(KUTIPAN SUMBER)

^^^^^^^^

Imam Al
Ghazali, sebuah nama yang tidak asing di telinga kaum muslimin. Tokoh terkemuka
dalam kancah filsafat dan tasawuf. Memiliki pengaruh dan pemikiran yang telah
menyebar ke seantero dunia Islam. Ironisnya sejarah dan perjalanan hidupnya
masih terasa asing. Kebanyakan kaum muslimin belum mengerti. Berikut adalah
sebagian sisi kehidupannya. Sehingga setiap kaum muslimin yang mengikutinya,
hendaknya mengambil hikmah dari sejarah hidup beliau.
Nama,
Nasab dan Kelahiran Beliau
Beliau
bernama Muhammad bin Muhammad bin Muhammad bin Ahmad Ath Thusi, Abu Hamid Al
Ghazali (Lihat Adz Dzahabi, Siyar
A'lam Nubala' 19/323 dan As Subki, Thabaqat Asy Syafi'iyah 6/191). Para ulama nasab berselisih dalam penyandaran nama Imam
Al Ghazali. Sebagian mengatakan, bahwa penyandaran nama beliau kepada daerah
Ghazalah di Thusi, tempat kelahiran beliau. Ini dikuatkan oleh Al Fayumi dalam
Al Mishbah Al Munir. Penisbatan pendapat ini kepada salah seorang keturunan Al
Ghazali. Yaitu Majdudin Muhammad bin Muhammad bin Muhyiddin Muhamad bin Abi
Thahir Syarwan Syah bin Abul Fadhl bin Ubaidillah anaknya Situ Al Mana bintu
Abu Hamid Al Ghazali yang mengatakan, bahwa telah salah orang yang menyandarkan
nama kakek kami tersebut dengan ditasydid (Al Ghazzali).

^^^^^^^^

(INFORMASI YANG DITAMPILKAN)
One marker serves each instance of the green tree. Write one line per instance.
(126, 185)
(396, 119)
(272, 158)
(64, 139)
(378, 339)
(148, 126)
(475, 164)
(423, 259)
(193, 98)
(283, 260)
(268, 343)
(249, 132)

^^^^^^^^

Lanjutkan teks tentang riwayat hidup Imam Al Ghazali setelah kalimat terakhirnya. Entri-entri tersebut tidak diperlukan untuk latihan ini.

Sebagian
lagi mengatakan penyandaran nama beliau kepada pencaharian dan keahlian
keluarganya yaitu menenun. Sehingga nisbatnya ditasydid (Al Ghazzali). Demikian
pendapat Ibnul Atsir. Dan dinyatakan Imam Nawawi, “Tasydid dalam Al Ghazzali adalah yang benar.”
Bahkan Ibnu Assam’ani mengingkari penyandaran nama yang pertama dan berkata, “Saya telah bertanya kepada penduduk
Thusi tentang daerah Al Ghazalah, dan mereka mengingkari keberadaannya.”
Ada yang
berpendapat Al Ghazali adalah penyandaran nama kepada Ghazalah anak perempuan
Ka’ab Al Akhbar, ini pendapat Al Khafaji.
Yang
dijadikan sandaran para ahli nasab mutaakhirin adalah pendapat Ibnul Atsir
dengan tasydid. Yaitu penyandaran nama kepada pekerjaan dan keahlian bapak dan
kakeknya (Diringkas dari penjelasan pentahqiq kitab Thabaqat Asy Syafi'iyah dalam catatan
kakinya 6/192-192). Dilahirkan di kota
Thusi tahun 450 H dan memiliki seorang saudara yang bernama Ahmad (Lihat Adz
Dzahabi, Siyar A'lam
Nubala' 19/326 dan As Subki, Thabaqat
Asy Syafi'iyah 6/193 dan 194).
Kehidupan
dan Perjalanannya Menuntut Ilmu
Ayah beliau
adalah seorang pengrajin kain shuf (yang dibuat dari kulit domba) dan
menjualnya di kota
Thusi. Menjelang wafat dia mewasiatkan pemeliharaan kedua anaknya kepada
temannya dari kalangan orang yang baik. Dia berpesan, “Sungguh saya menyesal tidak belajar
khat (tulis menulis Arab) dan saya ingin memperbaiki apa yang telah saya alami
pada kedua anak saya ini. Maka saya mohon engkau mengajarinya, dan harta yang
saya tinggalkan boleh dihabiskan untuk keduanya.”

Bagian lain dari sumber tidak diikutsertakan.